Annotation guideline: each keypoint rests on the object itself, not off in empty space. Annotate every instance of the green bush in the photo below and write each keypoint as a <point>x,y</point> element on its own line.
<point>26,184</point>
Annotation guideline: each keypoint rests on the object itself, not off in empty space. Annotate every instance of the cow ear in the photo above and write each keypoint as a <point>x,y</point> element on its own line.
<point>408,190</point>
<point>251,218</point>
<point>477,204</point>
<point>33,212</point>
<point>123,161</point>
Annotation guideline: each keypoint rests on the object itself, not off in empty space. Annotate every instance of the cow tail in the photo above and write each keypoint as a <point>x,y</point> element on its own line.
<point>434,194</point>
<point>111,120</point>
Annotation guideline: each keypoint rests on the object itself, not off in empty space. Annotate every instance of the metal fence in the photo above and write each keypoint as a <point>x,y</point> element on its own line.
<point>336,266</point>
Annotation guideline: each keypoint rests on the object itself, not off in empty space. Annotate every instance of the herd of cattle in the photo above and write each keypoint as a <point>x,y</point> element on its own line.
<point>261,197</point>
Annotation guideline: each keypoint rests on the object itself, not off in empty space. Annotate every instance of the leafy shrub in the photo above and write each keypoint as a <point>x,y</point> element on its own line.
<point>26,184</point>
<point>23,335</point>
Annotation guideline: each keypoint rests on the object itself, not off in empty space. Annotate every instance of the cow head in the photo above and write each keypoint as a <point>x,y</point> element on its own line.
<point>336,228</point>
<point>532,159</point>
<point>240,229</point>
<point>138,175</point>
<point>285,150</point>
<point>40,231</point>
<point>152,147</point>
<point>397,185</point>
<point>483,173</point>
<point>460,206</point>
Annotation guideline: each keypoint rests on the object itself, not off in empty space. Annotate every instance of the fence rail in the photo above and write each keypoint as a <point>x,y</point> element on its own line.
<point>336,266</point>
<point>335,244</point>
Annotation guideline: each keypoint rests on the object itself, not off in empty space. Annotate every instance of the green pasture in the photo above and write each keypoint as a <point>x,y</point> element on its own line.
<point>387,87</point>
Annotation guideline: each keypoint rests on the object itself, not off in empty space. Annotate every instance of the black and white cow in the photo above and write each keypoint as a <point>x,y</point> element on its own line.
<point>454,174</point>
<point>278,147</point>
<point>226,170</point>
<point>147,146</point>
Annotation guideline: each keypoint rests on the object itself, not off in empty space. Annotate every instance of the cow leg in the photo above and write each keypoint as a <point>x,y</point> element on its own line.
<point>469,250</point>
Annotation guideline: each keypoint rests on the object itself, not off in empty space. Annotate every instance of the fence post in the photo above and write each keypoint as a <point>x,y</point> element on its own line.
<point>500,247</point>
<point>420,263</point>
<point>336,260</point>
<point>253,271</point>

TASK BRIEF: The response should hold only an exact repeat of the lines from the one with "of the herd" to the final line of the listing above.

WRITTEN SOLUTION:
Annotation guideline: each keypoint rests on the object itself, not off in empty space. Annotate every instance of the herd of cattle in the photo above and write each keypoint as a <point>x,y</point> element on its own line.
<point>261,197</point>
Annotation guideline: each keypoint rests on the object itself, not off in empty space. Annotate every instance of the leafy shrub in the photo above and write each keypoint as a <point>x,y</point> element on its own line.
<point>26,184</point>
<point>23,335</point>
Annotation guideline: each keypoint rests on the object itself, not off in empty space. Annotate every instance of the cow head in the photo above and write each keypoint as a <point>x,y</point> element on its own line.
<point>336,228</point>
<point>532,159</point>
<point>240,229</point>
<point>138,175</point>
<point>285,150</point>
<point>40,231</point>
<point>152,147</point>
<point>397,185</point>
<point>483,173</point>
<point>460,206</point>
Annotation guideline: each keypoint rests on the object itself, not off in empty space. Annotate every instance of the fence rail in the photo above and write each keypoint as a <point>x,y</point> element on its own line.
<point>336,266</point>
<point>335,244</point>
Annotation guideline: each keypoint rests on the object itself, not off in empty space. Annotate every instance of the green pasture in the photo above and write each keypoint as a <point>x,y</point> element on its own line.
<point>387,87</point>
Annotation guideline: each keypoint rests on the object itself, not off in empty space. Annotate every instance of the black and white cow in the photo above and write each keypoint as a <point>x,y</point> element on its own line.
<point>454,174</point>
<point>278,147</point>
<point>226,170</point>
<point>147,146</point>
Annotation guideline: each keypoint rests on the object itself, not off in empty space. Annotate every instance of the cow leg in the photo above and write each keypoint as a <point>x,y</point> element on its own line.
<point>469,250</point>
Annotation guideline: each keypoint rests on the object itself, not off in empty space. Annotate every instance of the fence post in the photo above and write each keypoint as a <point>x,y</point> element on its own line.
<point>500,247</point>
<point>420,263</point>
<point>336,260</point>
<point>253,271</point>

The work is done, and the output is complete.